TASK INSTRUCTIONS. Reproduce every line of the listing below without any alteration.

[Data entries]
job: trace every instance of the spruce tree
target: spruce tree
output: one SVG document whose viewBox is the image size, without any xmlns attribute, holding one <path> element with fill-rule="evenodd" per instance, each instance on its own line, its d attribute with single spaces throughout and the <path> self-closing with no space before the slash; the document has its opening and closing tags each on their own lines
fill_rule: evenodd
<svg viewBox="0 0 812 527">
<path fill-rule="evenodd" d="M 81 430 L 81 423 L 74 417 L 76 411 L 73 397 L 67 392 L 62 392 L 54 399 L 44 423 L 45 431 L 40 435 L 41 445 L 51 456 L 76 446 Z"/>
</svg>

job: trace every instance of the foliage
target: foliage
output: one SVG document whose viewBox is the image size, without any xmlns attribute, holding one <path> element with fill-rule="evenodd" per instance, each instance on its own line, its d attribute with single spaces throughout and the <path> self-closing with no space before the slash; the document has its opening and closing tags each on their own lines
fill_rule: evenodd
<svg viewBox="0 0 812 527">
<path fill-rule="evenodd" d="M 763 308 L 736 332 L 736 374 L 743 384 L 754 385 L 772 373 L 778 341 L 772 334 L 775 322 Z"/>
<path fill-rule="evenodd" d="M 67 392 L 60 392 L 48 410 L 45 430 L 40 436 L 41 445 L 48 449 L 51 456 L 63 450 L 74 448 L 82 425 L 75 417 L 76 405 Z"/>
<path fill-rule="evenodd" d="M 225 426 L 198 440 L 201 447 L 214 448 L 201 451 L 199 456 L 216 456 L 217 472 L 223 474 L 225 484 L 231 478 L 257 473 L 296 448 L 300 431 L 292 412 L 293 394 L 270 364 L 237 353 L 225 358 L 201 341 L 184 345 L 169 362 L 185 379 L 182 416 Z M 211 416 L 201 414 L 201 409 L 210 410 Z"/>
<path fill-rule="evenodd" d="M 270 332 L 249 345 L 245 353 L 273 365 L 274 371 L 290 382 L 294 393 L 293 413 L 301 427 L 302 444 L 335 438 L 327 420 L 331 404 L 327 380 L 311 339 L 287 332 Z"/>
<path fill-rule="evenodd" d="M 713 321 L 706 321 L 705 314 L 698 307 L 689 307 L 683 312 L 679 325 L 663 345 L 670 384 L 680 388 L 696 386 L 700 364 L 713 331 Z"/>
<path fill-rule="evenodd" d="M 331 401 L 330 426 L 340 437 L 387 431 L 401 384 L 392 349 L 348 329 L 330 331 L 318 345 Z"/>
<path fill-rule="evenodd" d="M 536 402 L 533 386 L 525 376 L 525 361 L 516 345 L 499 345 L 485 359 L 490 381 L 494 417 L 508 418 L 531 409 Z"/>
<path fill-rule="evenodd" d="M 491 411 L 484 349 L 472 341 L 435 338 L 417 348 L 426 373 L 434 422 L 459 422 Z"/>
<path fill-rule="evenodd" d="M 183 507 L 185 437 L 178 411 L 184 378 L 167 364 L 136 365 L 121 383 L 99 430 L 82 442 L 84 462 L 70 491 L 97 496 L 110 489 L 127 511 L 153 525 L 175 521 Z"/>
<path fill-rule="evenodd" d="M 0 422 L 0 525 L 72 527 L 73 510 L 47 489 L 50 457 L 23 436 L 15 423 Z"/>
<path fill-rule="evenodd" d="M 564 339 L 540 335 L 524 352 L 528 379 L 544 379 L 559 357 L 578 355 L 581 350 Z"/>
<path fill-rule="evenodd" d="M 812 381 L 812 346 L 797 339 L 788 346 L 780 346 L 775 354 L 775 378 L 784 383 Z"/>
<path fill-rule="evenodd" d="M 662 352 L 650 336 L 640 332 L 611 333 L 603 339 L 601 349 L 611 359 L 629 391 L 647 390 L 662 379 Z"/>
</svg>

EXERCISE RESPONSE.
job: trace every instance of the spruce tree
target: spruce tree
output: one SVG document whose viewBox is the image size, without any xmlns attribute, holding one <path> element with fill-rule="evenodd" per instance, each instance on its own line, its d attribute with single spaces throughout and the <path> self-closing with no space before the slash; the document has its opening and closing tags each on their own lines
fill_rule: evenodd
<svg viewBox="0 0 812 527">
<path fill-rule="evenodd" d="M 81 430 L 81 423 L 74 417 L 76 411 L 73 397 L 67 392 L 62 392 L 54 399 L 44 423 L 45 431 L 40 435 L 41 445 L 51 456 L 76 446 Z"/>
</svg>

job: trace every instance of the foliage
target: foliage
output: one SVG document whose viewBox is the image size, without any xmlns attribute, holding one <path> element with fill-rule="evenodd" per instance, each instance on its own line, its d attribute with single spaces throughout and the <path> self-closing with no space before the slash; the document has its opening and closing tags each on their own lines
fill_rule: evenodd
<svg viewBox="0 0 812 527">
<path fill-rule="evenodd" d="M 763 308 L 736 332 L 736 374 L 743 384 L 754 385 L 772 373 L 778 341 L 772 334 L 775 322 Z"/>
<path fill-rule="evenodd" d="M 67 392 L 60 392 L 48 410 L 45 430 L 40 436 L 41 445 L 48 449 L 51 456 L 63 450 L 74 448 L 82 425 L 75 417 L 76 405 Z"/>
<path fill-rule="evenodd" d="M 225 426 L 198 440 L 201 447 L 214 448 L 201 451 L 199 456 L 216 456 L 217 472 L 223 474 L 225 484 L 231 478 L 257 473 L 296 448 L 300 431 L 292 412 L 293 394 L 270 364 L 237 353 L 225 358 L 201 341 L 184 345 L 169 362 L 185 379 L 182 416 Z M 211 416 L 201 414 L 201 409 L 210 410 Z"/>
<path fill-rule="evenodd" d="M 270 332 L 249 345 L 245 353 L 273 365 L 274 371 L 290 382 L 294 393 L 293 413 L 301 427 L 302 444 L 335 438 L 327 420 L 331 404 L 327 380 L 311 339 L 287 332 Z"/>
<path fill-rule="evenodd" d="M 713 321 L 706 321 L 705 314 L 698 307 L 689 307 L 683 312 L 679 325 L 663 345 L 670 384 L 680 388 L 696 386 L 700 364 L 713 331 Z"/>
<path fill-rule="evenodd" d="M 331 401 L 330 426 L 340 437 L 387 431 L 401 384 L 392 349 L 348 329 L 330 331 L 318 345 Z"/>
<path fill-rule="evenodd" d="M 536 402 L 533 386 L 525 376 L 525 361 L 516 345 L 499 345 L 485 359 L 490 381 L 494 417 L 508 418 L 531 409 Z"/>
<path fill-rule="evenodd" d="M 491 411 L 484 349 L 472 341 L 435 338 L 417 348 L 426 373 L 434 422 L 459 422 Z"/>
<path fill-rule="evenodd" d="M 183 507 L 185 437 L 178 411 L 184 378 L 167 364 L 136 365 L 121 383 L 99 430 L 82 442 L 84 462 L 70 491 L 97 496 L 110 489 L 127 511 L 153 525 L 175 521 Z"/>
<path fill-rule="evenodd" d="M 0 422 L 0 525 L 72 527 L 73 510 L 47 489 L 50 457 L 23 436 L 15 423 Z"/>
<path fill-rule="evenodd" d="M 564 339 L 540 335 L 524 352 L 528 379 L 544 379 L 559 357 L 578 355 L 581 350 Z"/>
<path fill-rule="evenodd" d="M 812 381 L 812 346 L 797 339 L 788 346 L 780 346 L 775 354 L 775 378 L 784 383 Z"/>
<path fill-rule="evenodd" d="M 662 352 L 650 336 L 640 332 L 611 333 L 603 339 L 601 349 L 611 359 L 629 391 L 647 390 L 662 379 Z"/>
</svg>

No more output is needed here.